→ **What to do**
Extract every line of the records that contains the string "window", and note that case counts.

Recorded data
•••••
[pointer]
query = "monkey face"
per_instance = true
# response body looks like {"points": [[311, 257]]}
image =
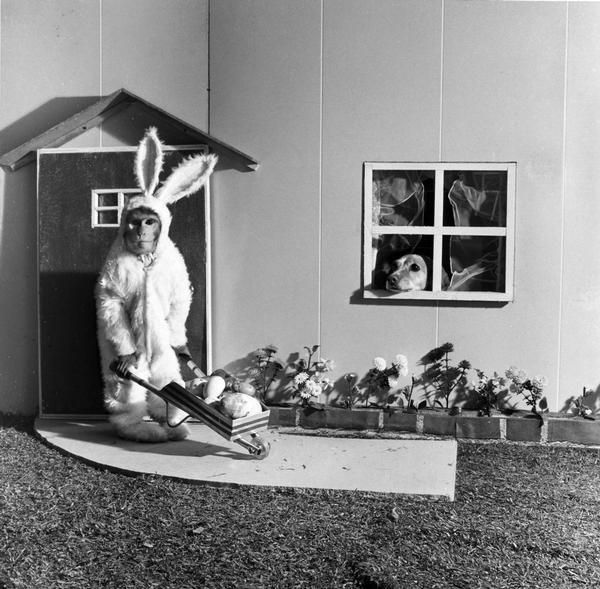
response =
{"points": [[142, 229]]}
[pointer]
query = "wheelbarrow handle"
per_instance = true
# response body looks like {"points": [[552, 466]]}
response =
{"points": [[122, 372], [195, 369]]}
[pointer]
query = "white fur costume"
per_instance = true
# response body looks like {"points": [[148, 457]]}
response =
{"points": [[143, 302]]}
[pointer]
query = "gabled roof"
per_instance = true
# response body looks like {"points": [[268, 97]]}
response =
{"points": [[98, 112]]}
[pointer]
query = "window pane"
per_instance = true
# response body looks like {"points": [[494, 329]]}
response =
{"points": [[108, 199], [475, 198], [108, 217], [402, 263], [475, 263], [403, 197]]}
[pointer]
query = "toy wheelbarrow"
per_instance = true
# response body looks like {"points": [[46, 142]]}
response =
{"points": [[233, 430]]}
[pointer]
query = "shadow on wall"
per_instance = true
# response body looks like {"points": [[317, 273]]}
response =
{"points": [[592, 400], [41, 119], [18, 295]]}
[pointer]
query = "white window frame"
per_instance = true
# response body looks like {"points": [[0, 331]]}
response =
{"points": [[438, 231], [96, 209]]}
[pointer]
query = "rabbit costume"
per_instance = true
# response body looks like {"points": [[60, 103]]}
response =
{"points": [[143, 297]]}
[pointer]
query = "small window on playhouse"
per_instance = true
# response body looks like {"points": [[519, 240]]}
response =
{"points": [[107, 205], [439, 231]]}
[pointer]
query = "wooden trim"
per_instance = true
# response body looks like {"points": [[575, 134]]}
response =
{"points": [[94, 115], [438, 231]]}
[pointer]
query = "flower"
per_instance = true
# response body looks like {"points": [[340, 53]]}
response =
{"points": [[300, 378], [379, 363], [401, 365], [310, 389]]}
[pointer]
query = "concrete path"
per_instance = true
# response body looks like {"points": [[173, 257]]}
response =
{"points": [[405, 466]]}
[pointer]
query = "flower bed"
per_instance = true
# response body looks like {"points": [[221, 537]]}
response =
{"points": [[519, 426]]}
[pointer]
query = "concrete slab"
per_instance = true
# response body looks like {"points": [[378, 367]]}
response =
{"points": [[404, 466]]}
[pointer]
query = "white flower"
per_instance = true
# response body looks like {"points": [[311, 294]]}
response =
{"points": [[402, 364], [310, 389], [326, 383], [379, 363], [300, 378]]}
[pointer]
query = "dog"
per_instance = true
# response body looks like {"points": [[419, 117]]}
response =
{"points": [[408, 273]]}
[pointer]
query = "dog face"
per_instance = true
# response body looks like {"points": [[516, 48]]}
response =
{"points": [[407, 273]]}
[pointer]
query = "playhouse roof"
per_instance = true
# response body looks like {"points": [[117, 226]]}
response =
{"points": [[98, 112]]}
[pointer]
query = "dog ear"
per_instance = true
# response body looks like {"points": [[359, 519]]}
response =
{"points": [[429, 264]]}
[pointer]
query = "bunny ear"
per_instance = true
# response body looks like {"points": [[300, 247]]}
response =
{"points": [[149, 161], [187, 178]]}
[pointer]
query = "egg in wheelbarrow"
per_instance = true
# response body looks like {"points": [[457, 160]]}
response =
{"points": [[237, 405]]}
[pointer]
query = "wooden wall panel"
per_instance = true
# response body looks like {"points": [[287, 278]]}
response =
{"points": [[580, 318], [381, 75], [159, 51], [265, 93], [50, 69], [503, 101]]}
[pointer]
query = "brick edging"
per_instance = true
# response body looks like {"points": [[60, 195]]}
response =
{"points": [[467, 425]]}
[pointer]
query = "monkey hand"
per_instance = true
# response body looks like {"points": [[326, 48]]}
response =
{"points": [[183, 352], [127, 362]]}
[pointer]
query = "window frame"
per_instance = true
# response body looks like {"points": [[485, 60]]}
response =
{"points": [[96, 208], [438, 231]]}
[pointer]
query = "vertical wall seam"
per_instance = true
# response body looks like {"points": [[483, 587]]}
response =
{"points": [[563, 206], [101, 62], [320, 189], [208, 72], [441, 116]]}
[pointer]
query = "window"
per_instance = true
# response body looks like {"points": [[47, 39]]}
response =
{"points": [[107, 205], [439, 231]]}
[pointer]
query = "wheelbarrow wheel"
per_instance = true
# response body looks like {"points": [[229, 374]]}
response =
•••••
→ **Solution to this exercise**
query = "window pane"
query = "white window frame"
query = "small window on playhouse"
query = "window frame"
query = "window"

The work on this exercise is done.